[Dataset records]
————
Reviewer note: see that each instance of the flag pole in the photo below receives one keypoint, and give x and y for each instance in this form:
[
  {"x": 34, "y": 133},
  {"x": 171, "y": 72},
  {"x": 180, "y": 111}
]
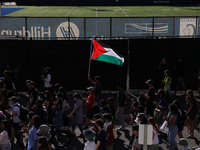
————
**What is required**.
The preceding entries are to be written out again exactly, with the pictures removed.

**Solution to the exercise**.
Reviewer note: see that each instance of the flag pole in the photo below receives one keypoint, and give x and y for each instance in this form:
[
  {"x": 34, "y": 133},
  {"x": 171, "y": 72},
  {"x": 180, "y": 111}
]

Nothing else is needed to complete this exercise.